Given task →
Change every occurrence of "an instance may span several separate parts" in the data below to "one instance can consist of several disjoint parts", and keep all other lines the same. Do not include the pictures in your answer.

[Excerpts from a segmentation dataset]
>> Start
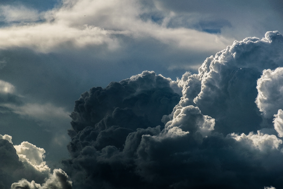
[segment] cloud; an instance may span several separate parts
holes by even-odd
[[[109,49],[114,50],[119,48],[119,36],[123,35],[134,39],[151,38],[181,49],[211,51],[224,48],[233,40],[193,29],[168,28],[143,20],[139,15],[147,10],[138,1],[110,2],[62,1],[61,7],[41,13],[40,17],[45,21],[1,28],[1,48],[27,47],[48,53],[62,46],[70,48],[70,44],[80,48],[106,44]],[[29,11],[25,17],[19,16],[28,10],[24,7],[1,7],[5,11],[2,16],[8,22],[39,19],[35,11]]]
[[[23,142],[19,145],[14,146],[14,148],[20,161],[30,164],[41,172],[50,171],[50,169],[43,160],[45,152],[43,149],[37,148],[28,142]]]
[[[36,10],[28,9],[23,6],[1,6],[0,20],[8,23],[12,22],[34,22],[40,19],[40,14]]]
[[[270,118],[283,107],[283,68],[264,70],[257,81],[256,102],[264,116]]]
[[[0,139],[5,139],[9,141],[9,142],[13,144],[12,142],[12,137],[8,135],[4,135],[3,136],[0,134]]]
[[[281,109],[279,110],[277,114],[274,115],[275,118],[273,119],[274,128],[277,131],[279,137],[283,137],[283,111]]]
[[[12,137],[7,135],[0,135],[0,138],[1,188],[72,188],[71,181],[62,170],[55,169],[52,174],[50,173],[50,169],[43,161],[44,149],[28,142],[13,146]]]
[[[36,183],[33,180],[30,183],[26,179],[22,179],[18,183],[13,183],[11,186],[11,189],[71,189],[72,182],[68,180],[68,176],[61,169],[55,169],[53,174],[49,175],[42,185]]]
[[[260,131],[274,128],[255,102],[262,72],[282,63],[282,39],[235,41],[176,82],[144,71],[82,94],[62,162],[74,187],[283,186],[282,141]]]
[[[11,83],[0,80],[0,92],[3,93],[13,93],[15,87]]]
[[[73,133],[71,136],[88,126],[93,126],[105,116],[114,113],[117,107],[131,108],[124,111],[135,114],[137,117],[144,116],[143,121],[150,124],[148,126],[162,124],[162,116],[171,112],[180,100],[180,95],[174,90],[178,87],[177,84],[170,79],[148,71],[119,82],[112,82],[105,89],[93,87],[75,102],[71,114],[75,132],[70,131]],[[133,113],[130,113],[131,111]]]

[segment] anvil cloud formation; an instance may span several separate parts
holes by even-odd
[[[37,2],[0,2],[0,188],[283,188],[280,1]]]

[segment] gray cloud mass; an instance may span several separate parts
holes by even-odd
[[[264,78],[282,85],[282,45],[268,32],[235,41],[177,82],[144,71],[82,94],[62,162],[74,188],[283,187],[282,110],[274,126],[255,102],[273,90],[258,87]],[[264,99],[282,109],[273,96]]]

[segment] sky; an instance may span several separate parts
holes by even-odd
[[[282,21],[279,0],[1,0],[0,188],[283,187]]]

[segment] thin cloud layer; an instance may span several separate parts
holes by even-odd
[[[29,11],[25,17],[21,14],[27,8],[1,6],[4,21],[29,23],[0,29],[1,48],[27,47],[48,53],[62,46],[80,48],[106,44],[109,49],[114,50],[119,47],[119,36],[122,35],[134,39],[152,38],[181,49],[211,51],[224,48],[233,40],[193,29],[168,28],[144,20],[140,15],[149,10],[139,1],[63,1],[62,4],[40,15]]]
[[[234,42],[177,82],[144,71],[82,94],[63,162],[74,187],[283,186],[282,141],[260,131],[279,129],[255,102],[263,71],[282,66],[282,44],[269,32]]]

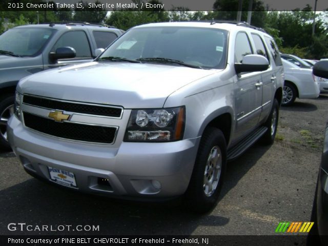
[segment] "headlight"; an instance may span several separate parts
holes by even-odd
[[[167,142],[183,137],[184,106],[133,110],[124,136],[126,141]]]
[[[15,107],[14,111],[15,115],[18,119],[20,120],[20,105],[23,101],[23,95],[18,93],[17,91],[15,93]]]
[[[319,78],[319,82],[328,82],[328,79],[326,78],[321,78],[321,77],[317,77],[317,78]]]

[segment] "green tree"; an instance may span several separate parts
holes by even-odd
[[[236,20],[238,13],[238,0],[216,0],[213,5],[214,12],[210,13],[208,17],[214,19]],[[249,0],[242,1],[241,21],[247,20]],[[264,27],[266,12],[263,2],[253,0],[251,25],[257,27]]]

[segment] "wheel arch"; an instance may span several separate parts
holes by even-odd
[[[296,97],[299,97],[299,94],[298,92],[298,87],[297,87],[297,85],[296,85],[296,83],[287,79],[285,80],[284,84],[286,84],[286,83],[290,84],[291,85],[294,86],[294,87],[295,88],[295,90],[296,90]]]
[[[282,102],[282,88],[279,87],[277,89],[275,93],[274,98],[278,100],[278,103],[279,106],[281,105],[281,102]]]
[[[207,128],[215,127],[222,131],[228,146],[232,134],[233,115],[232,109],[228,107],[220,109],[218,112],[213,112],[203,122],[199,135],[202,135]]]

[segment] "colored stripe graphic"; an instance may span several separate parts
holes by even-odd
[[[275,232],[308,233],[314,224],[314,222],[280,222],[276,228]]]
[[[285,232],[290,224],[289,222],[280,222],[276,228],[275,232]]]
>> End
The solution →
[segment] cloud; one instance can consist of several disjoint parts
holes by even-odd
[[[109,49],[114,50],[119,48],[119,36],[123,35],[134,39],[151,38],[181,49],[211,51],[224,48],[233,40],[193,29],[168,28],[143,20],[139,15],[147,10],[138,1],[110,2],[62,1],[61,7],[41,13],[40,17],[45,21],[1,28],[1,48],[27,47],[48,53],[62,46],[70,48],[70,44],[80,48],[106,44]],[[29,11],[25,17],[19,16],[28,10],[24,7],[1,7],[5,11],[2,16],[8,22],[39,19],[35,11]]]
[[[23,142],[19,145],[14,146],[14,148],[20,161],[30,164],[41,172],[50,171],[50,169],[43,160],[45,152],[43,149],[37,148],[28,142]]]
[[[36,10],[28,9],[23,6],[1,6],[0,20],[8,23],[12,22],[34,22],[40,19],[40,14]]]
[[[270,118],[283,107],[283,68],[264,70],[257,81],[256,102],[264,116]]]
[[[0,139],[5,139],[9,141],[9,142],[13,144],[12,142],[12,137],[8,135],[4,135],[3,136],[0,134]]]
[[[281,109],[279,110],[277,114],[274,115],[275,118],[273,119],[274,128],[277,131],[279,137],[283,137],[283,111]]]
[[[12,137],[7,135],[0,135],[0,138],[1,188],[72,188],[71,181],[62,170],[55,169],[52,174],[50,173],[50,169],[43,161],[44,149],[28,142],[13,146]]]
[[[36,183],[33,180],[30,183],[26,179],[22,179],[18,183],[13,183],[11,186],[11,189],[71,189],[72,182],[68,180],[68,176],[61,169],[55,169],[53,174],[49,175],[42,185]]]
[[[260,131],[274,128],[255,102],[262,72],[282,63],[282,39],[235,41],[176,82],[144,71],[82,94],[62,162],[74,187],[283,186],[282,141]]]
[[[11,83],[0,80],[0,92],[3,93],[13,93],[15,87]]]
[[[73,133],[71,136],[88,126],[93,126],[105,116],[114,113],[117,107],[131,108],[124,111],[135,114],[137,117],[144,116],[143,121],[150,124],[148,126],[162,124],[162,116],[171,112],[180,100],[180,95],[174,90],[178,87],[177,84],[170,79],[148,71],[119,82],[112,82],[105,89],[93,87],[75,102],[71,114],[75,132],[70,131]],[[133,113],[130,113],[131,111]]]

[segment] anvil cloud formation; one instance can consist of several disjoint parts
holes by even-odd
[[[37,2],[0,2],[0,188],[283,188],[280,1]]]

[segment] gray cloud mass; one instance can consist of several disjoint parts
holes by even-odd
[[[264,78],[282,85],[282,45],[268,32],[235,41],[177,82],[144,71],[82,94],[62,162],[74,188],[283,187],[282,110],[274,126],[255,102],[273,90],[258,87]],[[264,99],[282,109],[273,96]]]

[segment] sky; one instance can consist of several disjoint parts
holes by even-odd
[[[282,21],[279,0],[1,0],[0,188],[283,187]]]

[segment] thin cloud layer; one instance can consist of several disjoint parts
holes by even-odd
[[[29,11],[25,17],[21,14],[27,8],[1,6],[4,21],[29,23],[0,29],[1,48],[27,47],[48,53],[62,46],[80,48],[106,44],[109,49],[114,50],[119,47],[119,36],[122,35],[134,39],[152,38],[181,49],[211,51],[224,48],[233,40],[193,29],[168,28],[144,20],[140,15],[149,10],[139,1],[63,1],[62,4],[40,15]]]
[[[234,42],[177,82],[144,71],[82,94],[63,162],[74,187],[283,186],[282,141],[260,131],[279,129],[255,102],[263,71],[282,66],[282,44],[269,32]]]

[segment] "headlight"; one instance can consist of several disjoint parts
holes by even-odd
[[[167,142],[183,137],[184,106],[133,110],[124,136],[126,141]]]
[[[15,107],[14,111],[15,115],[18,119],[20,120],[20,105],[23,101],[23,95],[18,93],[17,91],[15,93]]]
[[[319,78],[319,82],[328,82],[328,79],[326,78],[321,78],[321,77],[317,77],[317,78]]]

[segment] "green tree"; one instance can consist of several disjoint parts
holes by even-odd
[[[236,20],[238,13],[238,0],[216,0],[213,5],[214,12],[210,13],[208,17],[214,19]],[[249,0],[242,1],[241,21],[247,20]],[[264,27],[266,12],[263,2],[253,0],[251,25],[257,27]]]

[segment] "wheel arch"; one instance can consist of several disjoint parts
holes by even-odd
[[[296,97],[299,97],[299,94],[298,92],[298,87],[297,87],[297,85],[296,85],[296,83],[287,79],[285,80],[284,84],[286,84],[286,83],[290,84],[291,85],[294,86],[294,87],[295,88],[295,90],[296,90]]]
[[[282,102],[282,88],[279,87],[277,89],[275,93],[274,98],[278,100],[278,103],[279,106],[281,105],[281,102]]]
[[[207,128],[215,127],[222,131],[228,146],[232,134],[233,115],[232,109],[228,107],[220,109],[218,112],[213,112],[203,122],[199,135],[202,135]]]

[segment] "colored stripe graphic"; one instance can consist of several disjoint parts
holes by even-odd
[[[275,232],[308,233],[314,224],[314,222],[280,222],[276,228]]]
[[[285,232],[290,224],[289,222],[280,222],[276,228],[275,232]]]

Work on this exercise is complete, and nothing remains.